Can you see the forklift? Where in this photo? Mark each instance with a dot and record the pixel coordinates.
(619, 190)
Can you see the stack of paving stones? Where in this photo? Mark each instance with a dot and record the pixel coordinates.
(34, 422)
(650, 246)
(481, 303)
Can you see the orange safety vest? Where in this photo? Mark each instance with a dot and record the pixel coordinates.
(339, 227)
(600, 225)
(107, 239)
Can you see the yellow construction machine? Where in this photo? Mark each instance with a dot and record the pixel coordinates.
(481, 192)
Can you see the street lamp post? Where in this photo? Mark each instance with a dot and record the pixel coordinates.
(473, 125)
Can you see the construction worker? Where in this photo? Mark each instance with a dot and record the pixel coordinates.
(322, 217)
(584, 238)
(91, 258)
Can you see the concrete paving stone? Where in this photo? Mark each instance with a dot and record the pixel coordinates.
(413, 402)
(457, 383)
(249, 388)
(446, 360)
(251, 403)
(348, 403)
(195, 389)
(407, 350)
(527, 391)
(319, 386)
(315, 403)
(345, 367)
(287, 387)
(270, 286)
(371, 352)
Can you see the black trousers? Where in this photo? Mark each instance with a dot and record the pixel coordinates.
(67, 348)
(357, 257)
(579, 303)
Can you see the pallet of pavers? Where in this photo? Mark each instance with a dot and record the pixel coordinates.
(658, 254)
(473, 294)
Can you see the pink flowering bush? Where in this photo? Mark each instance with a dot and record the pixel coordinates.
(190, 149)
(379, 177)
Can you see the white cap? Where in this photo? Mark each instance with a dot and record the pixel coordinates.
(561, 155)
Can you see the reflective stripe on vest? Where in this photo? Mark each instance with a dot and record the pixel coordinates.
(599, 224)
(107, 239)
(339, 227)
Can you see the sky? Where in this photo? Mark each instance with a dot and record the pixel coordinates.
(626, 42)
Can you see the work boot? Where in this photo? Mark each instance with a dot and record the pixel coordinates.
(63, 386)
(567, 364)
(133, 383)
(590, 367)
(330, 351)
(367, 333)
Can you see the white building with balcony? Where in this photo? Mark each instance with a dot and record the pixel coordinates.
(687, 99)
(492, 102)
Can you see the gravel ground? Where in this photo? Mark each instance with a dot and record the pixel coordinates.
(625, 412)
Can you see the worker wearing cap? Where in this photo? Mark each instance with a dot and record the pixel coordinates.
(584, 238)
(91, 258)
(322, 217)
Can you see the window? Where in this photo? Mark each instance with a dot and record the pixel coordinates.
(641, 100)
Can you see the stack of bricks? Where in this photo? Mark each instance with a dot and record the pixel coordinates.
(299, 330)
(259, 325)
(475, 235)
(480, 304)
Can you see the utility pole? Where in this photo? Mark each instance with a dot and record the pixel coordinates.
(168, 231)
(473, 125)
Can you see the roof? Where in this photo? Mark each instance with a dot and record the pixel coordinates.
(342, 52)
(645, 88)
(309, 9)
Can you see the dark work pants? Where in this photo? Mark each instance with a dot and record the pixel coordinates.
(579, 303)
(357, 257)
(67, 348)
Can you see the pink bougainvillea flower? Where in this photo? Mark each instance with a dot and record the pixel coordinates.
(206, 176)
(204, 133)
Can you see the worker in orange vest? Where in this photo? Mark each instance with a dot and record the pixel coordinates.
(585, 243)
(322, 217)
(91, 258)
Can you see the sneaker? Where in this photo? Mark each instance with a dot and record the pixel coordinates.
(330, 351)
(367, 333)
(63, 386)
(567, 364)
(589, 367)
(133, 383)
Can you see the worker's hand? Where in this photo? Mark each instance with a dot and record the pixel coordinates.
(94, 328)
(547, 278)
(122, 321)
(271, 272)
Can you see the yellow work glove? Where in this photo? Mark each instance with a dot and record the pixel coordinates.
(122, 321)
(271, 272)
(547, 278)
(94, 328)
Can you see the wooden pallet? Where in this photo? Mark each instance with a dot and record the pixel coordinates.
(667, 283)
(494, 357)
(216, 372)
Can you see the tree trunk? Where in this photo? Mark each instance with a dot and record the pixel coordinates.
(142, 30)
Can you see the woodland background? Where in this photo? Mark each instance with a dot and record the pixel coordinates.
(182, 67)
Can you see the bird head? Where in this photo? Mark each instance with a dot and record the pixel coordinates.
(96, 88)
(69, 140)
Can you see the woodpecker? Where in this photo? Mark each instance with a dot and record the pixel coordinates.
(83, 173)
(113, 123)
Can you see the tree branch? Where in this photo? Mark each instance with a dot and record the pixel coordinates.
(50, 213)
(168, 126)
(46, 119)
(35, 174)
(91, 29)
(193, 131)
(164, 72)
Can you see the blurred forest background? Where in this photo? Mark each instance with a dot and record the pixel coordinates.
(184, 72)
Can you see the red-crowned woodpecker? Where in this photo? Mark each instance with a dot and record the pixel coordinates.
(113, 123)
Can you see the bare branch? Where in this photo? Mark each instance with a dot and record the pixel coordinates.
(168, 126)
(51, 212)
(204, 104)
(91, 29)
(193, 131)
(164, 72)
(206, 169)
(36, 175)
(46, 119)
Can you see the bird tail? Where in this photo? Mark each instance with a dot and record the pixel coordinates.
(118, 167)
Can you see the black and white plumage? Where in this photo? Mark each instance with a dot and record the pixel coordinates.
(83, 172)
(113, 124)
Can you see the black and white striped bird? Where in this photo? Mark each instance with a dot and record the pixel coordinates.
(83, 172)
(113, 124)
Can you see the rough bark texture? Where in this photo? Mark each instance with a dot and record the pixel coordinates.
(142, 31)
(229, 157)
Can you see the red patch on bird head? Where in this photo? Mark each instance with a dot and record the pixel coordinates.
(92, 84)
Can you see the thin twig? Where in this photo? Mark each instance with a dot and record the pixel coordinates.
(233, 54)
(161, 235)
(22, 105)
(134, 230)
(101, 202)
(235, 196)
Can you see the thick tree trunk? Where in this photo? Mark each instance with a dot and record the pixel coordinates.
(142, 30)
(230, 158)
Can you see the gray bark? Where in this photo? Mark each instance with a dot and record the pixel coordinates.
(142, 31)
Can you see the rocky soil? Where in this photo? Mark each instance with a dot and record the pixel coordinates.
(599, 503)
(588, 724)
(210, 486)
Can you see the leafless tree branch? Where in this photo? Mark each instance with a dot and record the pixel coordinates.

= = =

THE REQUEST → Exactly reproduce every line of the data above.

SOLUTION TO THIS TASK →
Can you see the forklift? Where in this photo? Mark each instance with a dot and record the pixel coordinates.
(619, 190)
Can you see the stack of paving stones? Where in this photo? Mark each instance with a dot and record the pixel coordinates.
(34, 422)
(650, 246)
(481, 303)
Can you see the orange safety vest? Where in this photo? Mark each instance with a dot and record the pixel coordinates.
(339, 227)
(600, 225)
(107, 239)
Can you see the yellow construction machine? Where in this photo? Mark each instance with a dot and record the pixel coordinates.
(481, 192)
Can you see the street lamp post? Where in this photo? Mark each instance with a dot and record the pixel coordinates.
(473, 125)
Can you see the construction worker? Where in this photo? Mark each instance with a dot and record the pixel coordinates.
(322, 217)
(584, 238)
(91, 258)
Can you see the concrete paving stone? Where in this photo? Mark each instance with a dot and record the pixel coordinates.
(413, 402)
(457, 383)
(249, 388)
(446, 360)
(251, 403)
(348, 403)
(195, 389)
(407, 350)
(527, 391)
(319, 386)
(315, 403)
(345, 367)
(287, 387)
(270, 286)
(371, 352)
Can you see the black trousers? Where in this photo? Mark each instance with a dot and record the pixel coordinates.
(67, 348)
(357, 257)
(579, 303)
Can you see the pallet of pavers? Where in this photo? Mark each instance with a dot and record the pixel coordinates.
(658, 254)
(473, 294)
Can you see the pink flowering bush? Where in this photo? Mark each instance with a dot and record the pixel coordinates.
(190, 149)
(379, 177)
Can you see the white cap? Where in this photo? Mark each instance with a dot and record the pixel coordinates.
(561, 155)
Can you see the reflective stripe on vest? Where in this photo? Mark each instance with a dot and record the pixel coordinates.
(599, 224)
(107, 239)
(339, 227)
Can you see the sky? Where in this photo? Mark each instance with a dot and record the pixel coordinates.
(626, 42)
Can you see the work boot? Where in this photo? Mark each instance with a dot and record the pixel coordinates.
(63, 386)
(567, 364)
(133, 383)
(590, 367)
(330, 351)
(367, 333)
Can you see the white building with balcony? Where in this photo? Mark each instance with a dot and record the pixel coordinates.
(687, 99)
(492, 102)
Can you see the gravel ground? Where in this photo? Mark each instance with a dot and record the pixel coordinates.
(625, 412)
Can you see the worker wearing cap? Where in this photo? Mark each instance with a dot and record the pixel coordinates.
(584, 238)
(91, 258)
(322, 217)
Can you see the window? Where in this photo? Mark each instance with a dot and record the pixel coordinates.
(641, 100)
Can you see the stack of bricks? Where in this photo? Mark each instance with a dot and record the pixel coordinates.
(299, 330)
(259, 325)
(475, 235)
(480, 304)
Can you see the utility pole? Where in this photo? Mark each instance with a dot and record the pixel coordinates.
(168, 231)
(473, 125)
Can you see the roof? Where in this photo? Mark each instance with a dot and record the pixel coordinates.
(342, 52)
(645, 88)
(309, 9)
Can you see the dark work pants? Where in this photo? Mark each instance with a dot and record the pixel coordinates.
(579, 303)
(357, 257)
(67, 348)
Can you see the pink bougainvillea flower? Where in this photo? Mark each instance with a dot and record the pixel coordinates.
(206, 176)
(204, 133)
Can you see the worker in orange vest? Where in this photo? Mark each instance with a dot and record the pixel coordinates.
(585, 243)
(322, 217)
(91, 258)
Can you see the sneaker? Where in this photo? Mark each instance with a dot and record the pixel coordinates.
(330, 351)
(367, 333)
(63, 386)
(567, 364)
(589, 367)
(133, 383)
Can you see the worker's hand? Where in this photo? Mark each instance with a dot and record the pixel coordinates.
(94, 328)
(547, 278)
(122, 321)
(271, 272)
Can you see the yellow work glove? Where in this photo? Mark each instance with a dot and record the pixel coordinates.
(122, 321)
(271, 272)
(547, 278)
(94, 328)
Can you see the wooden pallet? Where in this photo? Mark each instance with a dot and record the pixel coordinates.
(667, 283)
(494, 357)
(216, 372)
Can you see the tree trunk? Where in this photo? Mark each instance with a dot and record the pixel coordinates.
(142, 30)
Can you see the woodland background? Where in this photo? Mark each instance with a dot and record the pixel coordinates.
(182, 67)
Can you see the bird head? Where in this photo? Mark each instance with a dot and record the pixel coordinates.
(96, 88)
(69, 140)
Can you see the woodpecker? Where in this photo? Mark each instance with a dot and record the pixel coordinates.
(83, 173)
(113, 123)
Can you see the tree branch? Where in this photo? Mark each instance with a dot and record the pixel coordinates.
(50, 213)
(168, 126)
(46, 119)
(35, 174)
(91, 29)
(193, 131)
(164, 72)
Can you see the blurred forest background? Where in this photo? Mark each instance with a dot and record the pixel coordinates.
(184, 72)
Can you see the red-crowned woodpecker? Where in this photo? Mark each instance with a dot and record the pixel coordinates.
(113, 123)
Can you see the bare branch? Where in this photo? Mark each instance with a dot and record the pixel coordinates.
(168, 126)
(51, 212)
(204, 104)
(91, 29)
(193, 131)
(164, 72)
(206, 169)
(36, 175)
(46, 119)
Can you see the bird tail? Where in this photo? Mark each instance with a dot and record the pixel coordinates.
(118, 167)
Can you see the black and white plumage? Where in this photo? Mark each instance with a dot and record the pixel coordinates.
(83, 172)
(113, 124)
Can you see the black and white striped bird? Where in this photo? Mark each instance with a dot and record the pixel coordinates.
(83, 172)
(113, 124)
Can you see the rough bark texture? Where in this photo? Mark each instance with a dot and record the pixel coordinates.
(142, 31)
(229, 157)
Can you see the red patch on bird head? Where in this photo? Mark each instance with a dot and record the pixel coordinates.
(92, 84)
Can you see the thin twig? Where in this photo? Mark each instance with a dot and record the pixel coordinates.
(233, 54)
(161, 235)
(22, 105)
(134, 230)
(101, 202)
(235, 196)
Can you see the thick tree trunk? Where in this photo? Mark each instance with a dot and record the pixel coordinates.
(142, 30)
(230, 158)
Can you see the gray bark? Where in this photo? Mark each instance with a dot and record the pixel coordinates.
(142, 31)
Can you see the rocky soil? Where in this photo? Mark each instance with a dot and record the pixel coordinates.
(599, 503)
(588, 724)
(210, 486)
Can you see the leafless tree branch? Where in this photo? Mark each instance with a dot and record the pixel coordinates.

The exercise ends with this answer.